[THE DATA]
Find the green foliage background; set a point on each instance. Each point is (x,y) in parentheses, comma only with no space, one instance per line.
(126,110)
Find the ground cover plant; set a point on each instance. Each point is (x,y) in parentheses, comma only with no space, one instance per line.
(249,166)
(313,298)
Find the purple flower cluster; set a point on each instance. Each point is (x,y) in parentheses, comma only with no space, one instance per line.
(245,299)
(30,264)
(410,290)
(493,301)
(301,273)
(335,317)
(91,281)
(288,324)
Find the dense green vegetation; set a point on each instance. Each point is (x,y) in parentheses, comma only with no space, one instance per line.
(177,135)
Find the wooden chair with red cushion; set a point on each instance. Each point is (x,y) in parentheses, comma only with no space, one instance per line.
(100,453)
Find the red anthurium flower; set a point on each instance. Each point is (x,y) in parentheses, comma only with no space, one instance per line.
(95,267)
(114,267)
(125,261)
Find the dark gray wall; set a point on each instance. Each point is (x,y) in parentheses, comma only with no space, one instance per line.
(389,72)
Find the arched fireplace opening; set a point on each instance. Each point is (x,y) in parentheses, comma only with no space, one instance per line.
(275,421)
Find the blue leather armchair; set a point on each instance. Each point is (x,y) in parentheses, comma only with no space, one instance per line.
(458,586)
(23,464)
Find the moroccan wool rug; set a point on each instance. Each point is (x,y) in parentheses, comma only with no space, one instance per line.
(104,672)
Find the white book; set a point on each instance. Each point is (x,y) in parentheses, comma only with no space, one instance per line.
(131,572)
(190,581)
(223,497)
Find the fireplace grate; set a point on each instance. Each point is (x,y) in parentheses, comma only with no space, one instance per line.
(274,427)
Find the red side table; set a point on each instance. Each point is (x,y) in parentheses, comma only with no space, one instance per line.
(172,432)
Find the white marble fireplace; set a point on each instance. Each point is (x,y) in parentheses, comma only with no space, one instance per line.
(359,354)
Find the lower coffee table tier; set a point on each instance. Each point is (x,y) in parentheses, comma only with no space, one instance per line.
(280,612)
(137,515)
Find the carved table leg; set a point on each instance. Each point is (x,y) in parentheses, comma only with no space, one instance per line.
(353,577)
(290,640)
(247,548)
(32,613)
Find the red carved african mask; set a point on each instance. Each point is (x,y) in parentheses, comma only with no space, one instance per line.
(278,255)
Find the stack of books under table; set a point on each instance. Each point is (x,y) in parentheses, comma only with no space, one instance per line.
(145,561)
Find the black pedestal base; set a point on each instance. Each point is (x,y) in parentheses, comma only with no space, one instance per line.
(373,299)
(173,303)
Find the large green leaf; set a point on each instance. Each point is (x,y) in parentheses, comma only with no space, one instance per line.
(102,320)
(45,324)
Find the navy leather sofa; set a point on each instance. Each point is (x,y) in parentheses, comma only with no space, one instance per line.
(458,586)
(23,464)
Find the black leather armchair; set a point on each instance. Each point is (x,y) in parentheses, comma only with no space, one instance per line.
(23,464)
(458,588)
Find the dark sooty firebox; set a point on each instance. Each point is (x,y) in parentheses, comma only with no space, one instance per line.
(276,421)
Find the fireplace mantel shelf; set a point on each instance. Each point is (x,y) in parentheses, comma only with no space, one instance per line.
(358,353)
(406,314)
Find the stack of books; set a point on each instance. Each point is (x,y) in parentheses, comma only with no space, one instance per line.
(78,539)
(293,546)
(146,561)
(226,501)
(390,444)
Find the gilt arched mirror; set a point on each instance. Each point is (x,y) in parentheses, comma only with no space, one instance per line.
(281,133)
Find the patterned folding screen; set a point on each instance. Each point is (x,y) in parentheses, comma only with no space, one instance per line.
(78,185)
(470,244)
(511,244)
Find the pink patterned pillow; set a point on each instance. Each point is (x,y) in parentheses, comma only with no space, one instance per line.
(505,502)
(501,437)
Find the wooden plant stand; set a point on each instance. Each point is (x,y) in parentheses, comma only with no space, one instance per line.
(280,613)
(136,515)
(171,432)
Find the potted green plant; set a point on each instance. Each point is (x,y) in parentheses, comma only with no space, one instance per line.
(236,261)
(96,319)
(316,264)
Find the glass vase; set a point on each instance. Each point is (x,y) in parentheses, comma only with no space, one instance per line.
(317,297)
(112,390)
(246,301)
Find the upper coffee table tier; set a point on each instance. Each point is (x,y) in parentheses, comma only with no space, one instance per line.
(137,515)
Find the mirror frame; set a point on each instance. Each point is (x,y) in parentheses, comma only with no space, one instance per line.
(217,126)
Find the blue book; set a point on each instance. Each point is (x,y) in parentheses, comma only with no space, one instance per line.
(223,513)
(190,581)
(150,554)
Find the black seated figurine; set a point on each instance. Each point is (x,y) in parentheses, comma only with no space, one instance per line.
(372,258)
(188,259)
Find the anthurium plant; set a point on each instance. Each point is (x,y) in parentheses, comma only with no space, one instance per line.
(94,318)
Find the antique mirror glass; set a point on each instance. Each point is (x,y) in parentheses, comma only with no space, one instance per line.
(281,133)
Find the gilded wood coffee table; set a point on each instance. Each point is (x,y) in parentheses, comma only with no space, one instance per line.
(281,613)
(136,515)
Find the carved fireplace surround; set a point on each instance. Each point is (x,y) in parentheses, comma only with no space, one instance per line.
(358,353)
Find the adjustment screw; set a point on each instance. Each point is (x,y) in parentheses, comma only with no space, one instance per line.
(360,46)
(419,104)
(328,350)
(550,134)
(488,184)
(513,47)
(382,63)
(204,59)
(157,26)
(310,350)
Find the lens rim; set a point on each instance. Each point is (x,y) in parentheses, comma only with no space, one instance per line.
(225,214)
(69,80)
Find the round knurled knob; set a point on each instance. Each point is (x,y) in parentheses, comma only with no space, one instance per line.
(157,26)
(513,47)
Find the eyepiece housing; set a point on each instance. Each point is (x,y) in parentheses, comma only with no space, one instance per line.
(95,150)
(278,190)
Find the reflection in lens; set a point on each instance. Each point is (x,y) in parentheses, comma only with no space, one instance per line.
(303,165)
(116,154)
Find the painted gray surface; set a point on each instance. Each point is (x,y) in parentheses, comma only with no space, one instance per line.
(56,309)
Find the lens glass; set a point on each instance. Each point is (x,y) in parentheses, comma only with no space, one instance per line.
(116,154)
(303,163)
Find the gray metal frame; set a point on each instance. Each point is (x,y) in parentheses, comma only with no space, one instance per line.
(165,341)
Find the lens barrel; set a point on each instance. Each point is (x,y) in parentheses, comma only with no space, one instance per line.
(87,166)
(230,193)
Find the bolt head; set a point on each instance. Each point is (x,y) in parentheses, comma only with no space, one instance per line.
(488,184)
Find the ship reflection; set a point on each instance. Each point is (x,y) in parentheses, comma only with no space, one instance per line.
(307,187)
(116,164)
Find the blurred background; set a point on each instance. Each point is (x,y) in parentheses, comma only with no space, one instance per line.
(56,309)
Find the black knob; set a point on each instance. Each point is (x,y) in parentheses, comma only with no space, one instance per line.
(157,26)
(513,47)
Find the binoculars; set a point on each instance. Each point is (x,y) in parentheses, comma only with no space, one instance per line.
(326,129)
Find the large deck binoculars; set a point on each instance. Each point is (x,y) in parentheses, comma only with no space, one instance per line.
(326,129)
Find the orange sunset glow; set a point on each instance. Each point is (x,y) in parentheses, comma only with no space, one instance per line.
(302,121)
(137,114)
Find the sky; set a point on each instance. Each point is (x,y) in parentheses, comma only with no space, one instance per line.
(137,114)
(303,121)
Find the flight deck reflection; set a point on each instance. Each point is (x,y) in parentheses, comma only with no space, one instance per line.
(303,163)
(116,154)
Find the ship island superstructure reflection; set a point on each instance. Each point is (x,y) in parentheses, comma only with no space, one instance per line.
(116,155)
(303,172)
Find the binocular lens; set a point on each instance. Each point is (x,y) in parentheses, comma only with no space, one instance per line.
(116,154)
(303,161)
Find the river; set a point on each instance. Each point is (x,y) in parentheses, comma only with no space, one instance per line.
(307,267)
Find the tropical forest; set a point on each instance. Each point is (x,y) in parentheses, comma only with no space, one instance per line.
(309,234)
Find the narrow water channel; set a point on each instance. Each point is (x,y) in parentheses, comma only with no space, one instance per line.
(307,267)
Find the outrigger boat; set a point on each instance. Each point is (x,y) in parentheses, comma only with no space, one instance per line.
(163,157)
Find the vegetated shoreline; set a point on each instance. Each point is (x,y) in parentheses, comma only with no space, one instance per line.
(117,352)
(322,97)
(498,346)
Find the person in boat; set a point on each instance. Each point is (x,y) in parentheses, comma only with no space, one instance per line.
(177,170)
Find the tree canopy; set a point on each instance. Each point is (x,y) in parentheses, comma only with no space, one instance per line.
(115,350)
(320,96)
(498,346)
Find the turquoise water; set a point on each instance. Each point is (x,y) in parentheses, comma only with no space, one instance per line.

[EXERCISE PROMPT]
Return, unchanged, each line from the line containing "Find the river;" through the last line of the material.

[EXERCISE RESPONSE]
Find the river; set a point on each instance. Each point is (x,y) in parentheses, comma only with no space, one instance per line.
(307,267)
Find the tropical forest; set a point on each instance. Each point is (x,y) in parentheses, comma only with no space, one instance per line.
(309,234)
Find the narrow water channel; set a point on each instance. Each point is (x,y) in parentheses, comma only with no space, one instance per line.
(307,267)
Find the outrigger boat; set a point on each instance. Each point is (x,y) in parentheses, comma only with no space, one instance per line.
(163,157)
Find the vegetated shoreline; set a point on each instance. Each point is (x,y) in parentheses, comma only with no space, one instance per line.
(117,352)
(322,97)
(498,346)
Find the person in boat; set a point on each instance. Each point is (x,y) in parentheses, comma only with no space, one instance per line.
(177,170)
Find the tree canopy; set a point on each instance. Each point is (x,y) in parentheses, comma only with no space, one instance per line.
(115,350)
(320,96)
(498,346)
Find the turquoise water; set a point on each instance. Each point is (x,y) in parentheses, comma only with no space, one instance per line.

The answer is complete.